Mo. Teen Described As Thrill Killer By Prosecutors

Published February 8, 2012 8:18AM (EST)

JEFFERSON CITY, Mo. (AP) — A Missouri teenager who confessed to murdering a young neighbor girl faces the possibility of life in prison when she's sentenced Wednesday morning.

Alyssa Bustamante, 18, was described by prosecutors as a thrill killer who lacked remorse and by defense attorneys as a disturbed child who deserved the chance to be set free one day.

The trial's conclusion follows days of testimony in a small courtroom in Missouri's capital city. Proceedings descended into chaos Tuesday as prosecutor Mark Richardson was making an impassioned, final plea for a lifelong sentence for Bustamante, who pleaded guilty to murdering 9-year-old Elizabeth Olten in October 2009.

Bustamante's grandmother and grandfather stormed out of the courtroom. That prompted Bustamante — who had been staring blankly downward as Richardson recounted her crime — to begin silently crying for the first time in her court proceedings that have spanned more than two years.

Then as Cole County Circuit Judge Pat Joyce announced that she would reveal her sentence on Wednesday, Elizabeth's grandmother interrupted and cried out from her wheelchair.

"I think Alyssa should get out of jail the same day Elizabeth gets out of the grave!" declared the grandmother, whom a prosecutor later identified as Sandy Corn.

The disorder capped what was an emotional, two-day sentencing hearing highlighted by repeated references to words Bustamante — then age 15 — had written in her diary on the night she strangled, slit the throat and repeatedly stabbed Elizabeth. Bustamante wrote that it was an "ahmazing" and "pretty enjoyable" experience, ending the entry by saying: "I gotta go to church now...lol."

"The motive has to be the most senseless, reprehensible that could be in humankind, and that is to take a life for a thrill," Richardson said.

Richardson recounted in the courtroom how hundreds of volunteers had searched for Elizabeth near the rural town of St. Martins as Bustamante calmly lied — at least initially — to investigators about the girl's whereabouts.

Record extracts
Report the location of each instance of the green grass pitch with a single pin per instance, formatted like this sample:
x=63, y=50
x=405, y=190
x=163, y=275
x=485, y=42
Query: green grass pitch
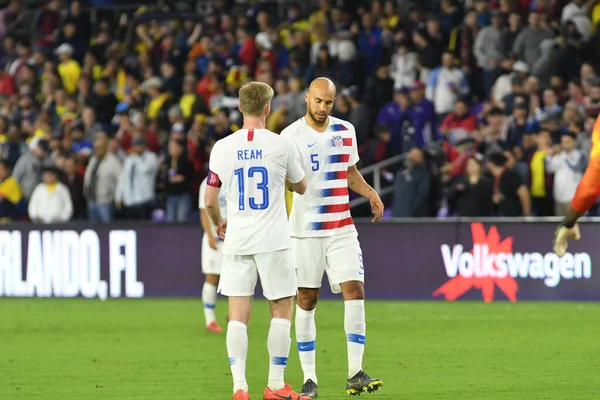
x=157, y=349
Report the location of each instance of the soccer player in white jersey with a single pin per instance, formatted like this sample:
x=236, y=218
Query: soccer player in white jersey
x=324, y=238
x=211, y=259
x=251, y=166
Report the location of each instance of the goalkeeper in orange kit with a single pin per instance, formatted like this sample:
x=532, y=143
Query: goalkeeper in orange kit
x=586, y=195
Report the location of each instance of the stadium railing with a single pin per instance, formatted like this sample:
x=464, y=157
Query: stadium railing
x=373, y=173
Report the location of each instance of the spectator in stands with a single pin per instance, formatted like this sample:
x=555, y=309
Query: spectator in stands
x=492, y=134
x=73, y=181
x=46, y=23
x=527, y=43
x=396, y=117
x=90, y=124
x=584, y=136
x=10, y=193
x=100, y=181
x=446, y=84
x=369, y=43
x=511, y=196
x=156, y=94
x=517, y=126
x=423, y=117
x=459, y=120
x=135, y=190
x=178, y=176
x=575, y=12
x=104, y=102
x=379, y=90
x=462, y=40
x=471, y=194
x=28, y=170
x=68, y=68
x=404, y=66
x=359, y=114
x=411, y=189
x=79, y=145
x=510, y=32
x=50, y=201
x=377, y=149
x=567, y=164
x=488, y=51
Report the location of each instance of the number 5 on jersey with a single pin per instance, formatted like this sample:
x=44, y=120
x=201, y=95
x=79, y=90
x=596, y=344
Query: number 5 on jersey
x=315, y=161
x=262, y=174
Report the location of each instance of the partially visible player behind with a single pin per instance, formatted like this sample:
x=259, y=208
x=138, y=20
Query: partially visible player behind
x=252, y=166
x=211, y=259
x=324, y=238
x=586, y=196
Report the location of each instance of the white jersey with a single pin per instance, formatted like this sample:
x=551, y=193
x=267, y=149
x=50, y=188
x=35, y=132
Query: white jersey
x=324, y=210
x=222, y=205
x=252, y=166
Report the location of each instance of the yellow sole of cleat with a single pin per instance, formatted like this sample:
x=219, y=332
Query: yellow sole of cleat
x=354, y=392
x=374, y=386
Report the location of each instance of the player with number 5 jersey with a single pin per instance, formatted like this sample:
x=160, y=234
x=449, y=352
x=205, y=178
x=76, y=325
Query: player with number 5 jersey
x=251, y=166
x=324, y=239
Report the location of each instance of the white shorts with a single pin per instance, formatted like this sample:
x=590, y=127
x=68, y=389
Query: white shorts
x=211, y=258
x=339, y=255
x=275, y=269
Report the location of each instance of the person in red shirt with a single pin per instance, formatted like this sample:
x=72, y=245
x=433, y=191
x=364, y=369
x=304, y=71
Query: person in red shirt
x=456, y=126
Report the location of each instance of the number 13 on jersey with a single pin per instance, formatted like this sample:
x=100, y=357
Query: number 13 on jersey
x=261, y=175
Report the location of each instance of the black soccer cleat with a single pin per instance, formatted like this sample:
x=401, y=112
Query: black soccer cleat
x=309, y=389
x=361, y=382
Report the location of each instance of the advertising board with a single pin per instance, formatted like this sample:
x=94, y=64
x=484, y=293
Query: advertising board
x=421, y=261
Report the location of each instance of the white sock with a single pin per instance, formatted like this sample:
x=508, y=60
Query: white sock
x=237, y=349
x=209, y=298
x=355, y=327
x=278, y=344
x=306, y=335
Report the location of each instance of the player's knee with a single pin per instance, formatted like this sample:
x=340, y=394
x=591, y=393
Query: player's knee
x=282, y=308
x=353, y=290
x=307, y=299
x=212, y=279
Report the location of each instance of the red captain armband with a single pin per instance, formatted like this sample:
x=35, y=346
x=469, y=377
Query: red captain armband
x=213, y=179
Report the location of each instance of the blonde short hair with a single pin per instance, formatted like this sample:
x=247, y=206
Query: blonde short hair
x=254, y=97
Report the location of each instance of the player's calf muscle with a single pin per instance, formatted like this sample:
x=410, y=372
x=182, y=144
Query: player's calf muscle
x=307, y=298
x=353, y=290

Parts of the exercise
**A.** In the news report on the Missouri teenager's sentencing, who announced that the sentence would be revealed on Wednesday?
**B.** From the news report on the Missouri teenager's sentencing, print the passage starting at "JEFFERSON CITY, Mo." and ending at "free one day.".

Answer set
**A.** Cole County Circuit Judge Pat Joyce

**B.**
JEFFERSON CITY, Mo. (AP) — A Missouri teenager who confessed to murdering a young neighbor girl faces the possibility of life in prison when she's sentenced Wednesday morning.

Alyssa Bustamante, 18, was described by prosecutors as a thrill killer who lacked remorse and by defense attorneys as a disturbed child who deserved the chance to be set free one day.